> Compito assegnato:
Ricopia tutte le voci qui sotto, riga per riga, senza cambiare nulla.

******

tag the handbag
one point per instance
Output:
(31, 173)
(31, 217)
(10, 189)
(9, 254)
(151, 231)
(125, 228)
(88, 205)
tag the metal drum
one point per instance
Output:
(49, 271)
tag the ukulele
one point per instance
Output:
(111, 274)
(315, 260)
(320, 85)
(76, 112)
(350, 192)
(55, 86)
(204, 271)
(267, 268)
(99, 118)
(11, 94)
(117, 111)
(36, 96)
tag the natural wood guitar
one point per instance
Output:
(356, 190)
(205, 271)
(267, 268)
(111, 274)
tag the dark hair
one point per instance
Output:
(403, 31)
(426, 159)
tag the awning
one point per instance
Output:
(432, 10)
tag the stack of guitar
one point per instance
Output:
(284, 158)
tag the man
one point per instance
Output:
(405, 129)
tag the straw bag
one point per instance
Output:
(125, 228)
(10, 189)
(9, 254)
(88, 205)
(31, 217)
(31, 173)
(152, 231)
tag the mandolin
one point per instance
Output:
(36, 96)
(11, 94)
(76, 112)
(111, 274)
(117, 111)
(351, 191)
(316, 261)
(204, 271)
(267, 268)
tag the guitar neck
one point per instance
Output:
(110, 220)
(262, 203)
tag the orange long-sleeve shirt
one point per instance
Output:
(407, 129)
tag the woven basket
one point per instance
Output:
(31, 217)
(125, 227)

******

> Risposta al compito:
tag the handbag
one point per instance
Output:
(31, 173)
(31, 217)
(10, 189)
(9, 254)
(151, 231)
(125, 228)
(88, 205)
tag the metal drum
one point per instance
Output:
(49, 271)
tag the ukulele
one point per instance
Output:
(111, 274)
(315, 260)
(320, 85)
(76, 112)
(350, 192)
(55, 86)
(204, 271)
(267, 268)
(99, 118)
(11, 94)
(117, 111)
(36, 96)
tag the natural wood guitar
one point per instance
Output:
(356, 190)
(205, 271)
(267, 268)
(111, 274)
tag the dark hair
one point per instance
Output:
(403, 31)
(426, 159)
tag the awning
one point per instance
Output:
(432, 10)
tag the stack of guitar
one point per instance
Output:
(284, 158)
tag the man
one point per instance
Output:
(405, 129)
tag the straw bag
one point per instance
Output:
(125, 228)
(10, 189)
(9, 254)
(88, 205)
(31, 217)
(31, 173)
(152, 231)
tag the mandolin
one point per instance
Output:
(36, 96)
(11, 94)
(76, 112)
(111, 274)
(117, 111)
(351, 191)
(316, 261)
(204, 271)
(267, 268)
tag the guitar neck
one point per instance
Output:
(110, 220)
(262, 203)
tag the orange long-sleeve shirt
one point per instance
Output:
(407, 129)
tag the woven basket
one point per instance
Output:
(31, 217)
(125, 227)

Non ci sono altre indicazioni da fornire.